## Start SOURCE DOCUMENT

Any Restricted Stock Units that do not vest in accordance with Section II.A.1(a) or this Section II.A.1(b) shall be canceled and forfeited as of the date Grantee ceases to be a Service Provider. However, in particular, this Award is subject to Section 18(c) of the Plan.
2.    Settlement.
(a)    General. Subject to Section II.A.2(b) below, and as soon as administratively practicable following (but no later than thirty (30) days following) each applicable Vesting Date, the Company shall issue Grantee one share of Common Stock for each Restricted Stock Unit that is vested (but has not previously been settled) on such Vesting Date.
(b)    Other Payment Events. Notwithstanding Section II.A.2(a), to the extent that the Restricted Stock Units are vested on the dates set forth below, payment with respect to the Restricted Stock Units will be made as follows:
(1)    to the extent the Restricted Stock Units are vested as a result of Section II.A.1(b) (and have not previously been settled) on the date of Grantee’s separation from service (within the meaning of Section 409A(a)(2)(A)(i) of the Code), the Company shall issue Grantee one share of Common Stock for each vested Restricted Stock Unit as soon as

3


practicable following (but no later than thirty (30) days following) the date of such separation from service; and
(2)    to the extent the Restricted Stock Units are vested as a result of Section II.A.1(b) (and have not previously been settled) on the date of a Change in Control, the Company shall issue Grantee one share of Common Stock for each vested Restricted Stock Unit as soon as practicable following (but no later than thirty (30) days following) the date of the Change in Control; provided, however, that if such Change in Control would not qualify as a permissible date of distribution under Section 409A(a)(2)(A) of the Code, and the regulations thereunder, and where Section 409A of the Code applies to such distribution, Grantee is entitled to receive the corresponding payment on the date that would have otherwise applied pursuant to Sections II.A.2(a) or II.A.2(b)(1) as though such Change in Control had not occurred.

## End SOURCE DOCUMENT
## Start INPUT

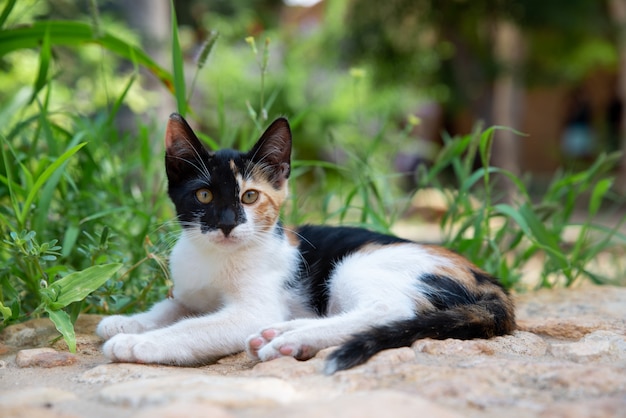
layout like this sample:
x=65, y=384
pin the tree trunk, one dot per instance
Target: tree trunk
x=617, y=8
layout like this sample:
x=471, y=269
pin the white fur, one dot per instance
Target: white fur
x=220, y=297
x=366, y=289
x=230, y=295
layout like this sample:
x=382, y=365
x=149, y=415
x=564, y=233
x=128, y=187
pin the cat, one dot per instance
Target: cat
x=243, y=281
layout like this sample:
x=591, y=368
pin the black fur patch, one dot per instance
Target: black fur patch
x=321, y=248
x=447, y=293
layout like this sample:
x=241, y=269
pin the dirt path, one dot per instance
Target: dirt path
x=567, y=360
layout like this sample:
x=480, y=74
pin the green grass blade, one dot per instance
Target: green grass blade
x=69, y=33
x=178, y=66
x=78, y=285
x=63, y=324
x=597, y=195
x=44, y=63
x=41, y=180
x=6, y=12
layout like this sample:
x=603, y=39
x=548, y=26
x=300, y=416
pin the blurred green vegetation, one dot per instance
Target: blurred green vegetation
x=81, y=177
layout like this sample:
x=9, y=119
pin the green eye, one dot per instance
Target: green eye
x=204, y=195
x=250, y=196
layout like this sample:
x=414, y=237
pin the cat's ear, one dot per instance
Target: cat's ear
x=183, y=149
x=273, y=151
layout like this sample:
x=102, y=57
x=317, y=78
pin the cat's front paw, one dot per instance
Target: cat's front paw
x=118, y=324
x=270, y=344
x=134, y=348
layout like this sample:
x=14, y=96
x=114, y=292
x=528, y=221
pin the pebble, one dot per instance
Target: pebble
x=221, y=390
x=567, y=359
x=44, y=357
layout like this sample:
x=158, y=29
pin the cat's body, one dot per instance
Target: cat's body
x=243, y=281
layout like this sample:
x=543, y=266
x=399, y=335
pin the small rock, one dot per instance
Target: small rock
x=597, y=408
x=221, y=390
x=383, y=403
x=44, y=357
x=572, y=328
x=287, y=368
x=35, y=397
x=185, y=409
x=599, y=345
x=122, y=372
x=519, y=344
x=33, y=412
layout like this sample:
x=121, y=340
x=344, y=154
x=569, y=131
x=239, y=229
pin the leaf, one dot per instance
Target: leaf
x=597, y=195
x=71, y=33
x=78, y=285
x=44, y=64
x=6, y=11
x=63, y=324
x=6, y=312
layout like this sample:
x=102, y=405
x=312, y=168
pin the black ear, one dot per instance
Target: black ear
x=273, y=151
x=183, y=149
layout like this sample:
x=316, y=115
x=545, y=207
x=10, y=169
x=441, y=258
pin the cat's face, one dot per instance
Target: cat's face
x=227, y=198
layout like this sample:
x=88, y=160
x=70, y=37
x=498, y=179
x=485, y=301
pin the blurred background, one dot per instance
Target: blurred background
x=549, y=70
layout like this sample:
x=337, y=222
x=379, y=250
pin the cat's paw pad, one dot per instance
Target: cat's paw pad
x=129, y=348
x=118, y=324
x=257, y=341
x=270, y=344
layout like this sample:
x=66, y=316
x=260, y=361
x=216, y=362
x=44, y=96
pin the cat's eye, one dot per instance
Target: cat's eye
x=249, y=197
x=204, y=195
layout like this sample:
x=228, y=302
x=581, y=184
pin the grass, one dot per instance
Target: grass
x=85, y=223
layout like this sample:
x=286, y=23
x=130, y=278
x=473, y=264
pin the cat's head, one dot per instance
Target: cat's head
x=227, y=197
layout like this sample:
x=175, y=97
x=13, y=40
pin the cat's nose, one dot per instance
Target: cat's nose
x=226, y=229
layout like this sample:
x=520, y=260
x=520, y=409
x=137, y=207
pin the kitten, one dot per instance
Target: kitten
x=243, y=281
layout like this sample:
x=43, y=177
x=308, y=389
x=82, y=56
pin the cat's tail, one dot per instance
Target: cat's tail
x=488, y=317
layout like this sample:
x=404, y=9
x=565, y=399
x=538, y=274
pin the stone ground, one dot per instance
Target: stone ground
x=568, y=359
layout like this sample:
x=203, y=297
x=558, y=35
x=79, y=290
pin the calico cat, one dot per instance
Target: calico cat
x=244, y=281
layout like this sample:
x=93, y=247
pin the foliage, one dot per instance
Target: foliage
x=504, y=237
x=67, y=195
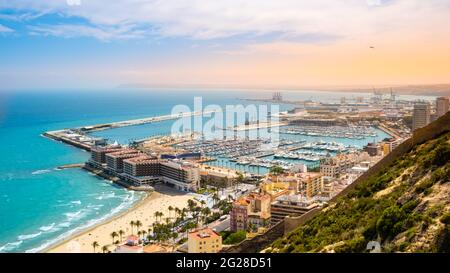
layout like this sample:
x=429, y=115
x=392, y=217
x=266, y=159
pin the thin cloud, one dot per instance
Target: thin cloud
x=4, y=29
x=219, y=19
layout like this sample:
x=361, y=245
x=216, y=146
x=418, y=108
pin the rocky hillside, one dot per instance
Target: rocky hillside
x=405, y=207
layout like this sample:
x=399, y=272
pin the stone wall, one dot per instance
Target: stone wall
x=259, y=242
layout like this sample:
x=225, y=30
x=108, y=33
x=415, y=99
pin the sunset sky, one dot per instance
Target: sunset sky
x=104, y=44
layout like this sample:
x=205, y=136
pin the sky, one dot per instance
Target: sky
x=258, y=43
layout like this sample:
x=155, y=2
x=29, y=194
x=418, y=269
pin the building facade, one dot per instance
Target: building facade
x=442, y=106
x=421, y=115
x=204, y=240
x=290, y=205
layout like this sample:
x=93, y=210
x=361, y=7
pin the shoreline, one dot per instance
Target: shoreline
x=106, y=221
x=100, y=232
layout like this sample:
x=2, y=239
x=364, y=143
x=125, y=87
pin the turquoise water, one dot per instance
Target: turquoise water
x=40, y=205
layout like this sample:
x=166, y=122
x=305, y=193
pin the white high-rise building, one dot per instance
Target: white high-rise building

## End INPUT

» **STATED PROBLEM A**: In the stock unit text, rewrite the paragraph beginning "(a) General." as a short list that keeps its main facts.
» **STATED PROBLEM B**: Reproduce the records word for word, starting at their beginning and ending with the line that contains "x=134, y=348", including that line. Leave the pictures out.
The stock unit text and the records are unrelated to each other.

» **TASK ANSWER A**:
- This is subject to Section II.A.2(b).
- After each applicable Vesting Date, the Company issues Grantee one share of Common Stock for each Restricted Stock Unit that is vested on that date and has not already been settled.
- This happens as soon as administratively practicable, and no later than thirty (30) days after the Vesting Date.

» **TASK ANSWER B**:
layout like this sample:
x=65, y=384
pin the tree trunk, one dot per instance
Target: tree trunk
x=617, y=8
layout like this sample:
x=471, y=269
pin the white fur, one dot per instance
Target: white fur
x=220, y=297
x=366, y=289
x=230, y=295
layout like this sample:
x=382, y=365
x=149, y=415
x=564, y=233
x=128, y=187
pin the cat, one dot per instance
Target: cat
x=243, y=281
layout like this sample:
x=591, y=368
pin the black fur patch, one dot per instance
Target: black fur patch
x=321, y=248
x=447, y=293
layout like this sample:
x=241, y=269
pin the dirt path, one dot per instance
Target: dirt path
x=567, y=360
layout like this sample:
x=480, y=74
pin the green grass blade, one dot per instance
Target: green grass blade
x=69, y=33
x=178, y=66
x=78, y=285
x=63, y=324
x=597, y=195
x=44, y=63
x=41, y=180
x=6, y=12
layout like this sample:
x=603, y=39
x=548, y=26
x=300, y=416
pin the blurred green vegetation, one dot per instance
Target: blurred green vegetation
x=81, y=177
layout like this sample:
x=9, y=119
pin the green eye, one dot per instance
Target: green eye
x=204, y=195
x=250, y=196
layout like this sample:
x=414, y=237
pin the cat's ear, one dot per instance
Target: cat's ear
x=183, y=149
x=273, y=151
layout like this sample:
x=102, y=57
x=317, y=78
pin the cat's front paw, one dot per instance
Target: cat's front paw
x=118, y=324
x=270, y=344
x=134, y=348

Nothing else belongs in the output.